## PROBLEM
Which lines of the records contain the string "wall"? List each one in full.

>> Start INPUT

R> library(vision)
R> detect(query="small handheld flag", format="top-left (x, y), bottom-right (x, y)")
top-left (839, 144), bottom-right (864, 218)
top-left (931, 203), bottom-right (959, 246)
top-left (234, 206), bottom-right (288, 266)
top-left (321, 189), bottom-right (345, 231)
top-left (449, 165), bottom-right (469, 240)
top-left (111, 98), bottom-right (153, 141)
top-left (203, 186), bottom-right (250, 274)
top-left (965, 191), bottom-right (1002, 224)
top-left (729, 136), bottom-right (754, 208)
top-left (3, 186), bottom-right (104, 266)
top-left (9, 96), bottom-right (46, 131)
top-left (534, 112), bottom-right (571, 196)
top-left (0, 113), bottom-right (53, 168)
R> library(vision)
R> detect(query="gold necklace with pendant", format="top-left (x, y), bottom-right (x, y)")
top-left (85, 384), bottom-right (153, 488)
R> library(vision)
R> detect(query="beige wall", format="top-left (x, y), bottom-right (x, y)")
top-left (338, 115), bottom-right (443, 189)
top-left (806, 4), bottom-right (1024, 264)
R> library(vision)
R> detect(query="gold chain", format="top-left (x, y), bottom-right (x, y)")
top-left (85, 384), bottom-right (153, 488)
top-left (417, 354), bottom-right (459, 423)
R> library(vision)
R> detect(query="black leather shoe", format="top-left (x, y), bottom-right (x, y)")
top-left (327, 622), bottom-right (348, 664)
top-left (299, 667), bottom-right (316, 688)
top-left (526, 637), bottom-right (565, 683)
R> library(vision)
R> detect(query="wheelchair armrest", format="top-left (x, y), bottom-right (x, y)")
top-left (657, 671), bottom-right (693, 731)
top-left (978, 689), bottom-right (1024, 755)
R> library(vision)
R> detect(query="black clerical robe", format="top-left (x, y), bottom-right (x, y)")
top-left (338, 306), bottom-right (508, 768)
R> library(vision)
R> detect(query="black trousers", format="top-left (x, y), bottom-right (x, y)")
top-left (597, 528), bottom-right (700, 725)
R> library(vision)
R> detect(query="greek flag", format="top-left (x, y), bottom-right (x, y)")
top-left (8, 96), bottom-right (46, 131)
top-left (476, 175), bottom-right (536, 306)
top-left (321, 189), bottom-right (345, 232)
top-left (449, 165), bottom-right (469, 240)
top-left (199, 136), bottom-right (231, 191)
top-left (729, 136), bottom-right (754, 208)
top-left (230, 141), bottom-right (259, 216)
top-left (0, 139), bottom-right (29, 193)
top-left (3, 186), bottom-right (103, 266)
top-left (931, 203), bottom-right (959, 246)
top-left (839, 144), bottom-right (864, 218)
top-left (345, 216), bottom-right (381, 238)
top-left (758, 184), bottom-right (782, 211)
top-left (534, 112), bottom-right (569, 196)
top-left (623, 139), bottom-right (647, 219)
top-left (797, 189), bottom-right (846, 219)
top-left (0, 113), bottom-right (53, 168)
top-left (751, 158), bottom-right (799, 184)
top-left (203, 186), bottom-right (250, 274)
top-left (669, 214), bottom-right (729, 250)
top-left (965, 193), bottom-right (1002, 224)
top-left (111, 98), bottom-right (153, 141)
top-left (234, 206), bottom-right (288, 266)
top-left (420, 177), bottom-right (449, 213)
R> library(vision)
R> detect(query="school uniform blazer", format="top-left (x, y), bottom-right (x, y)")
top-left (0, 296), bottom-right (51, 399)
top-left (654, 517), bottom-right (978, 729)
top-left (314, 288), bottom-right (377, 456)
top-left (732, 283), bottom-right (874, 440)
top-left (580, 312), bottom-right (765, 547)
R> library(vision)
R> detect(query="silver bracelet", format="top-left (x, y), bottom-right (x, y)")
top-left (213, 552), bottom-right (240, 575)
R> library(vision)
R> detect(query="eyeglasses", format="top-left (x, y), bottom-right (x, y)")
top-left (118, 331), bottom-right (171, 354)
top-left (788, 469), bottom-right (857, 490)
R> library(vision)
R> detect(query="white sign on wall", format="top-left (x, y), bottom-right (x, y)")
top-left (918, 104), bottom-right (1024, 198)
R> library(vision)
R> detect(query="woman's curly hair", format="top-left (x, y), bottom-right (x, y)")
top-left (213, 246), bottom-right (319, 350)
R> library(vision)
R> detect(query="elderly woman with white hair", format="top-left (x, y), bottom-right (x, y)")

>> End INPUT

## SOLVED PROBLEM
R> detect(query="beige wall", format="top-left (x, y), bottom-right (x, y)")
R> detect(query="white sign on wall", format="top-left (x, y), bottom-right (x, y)")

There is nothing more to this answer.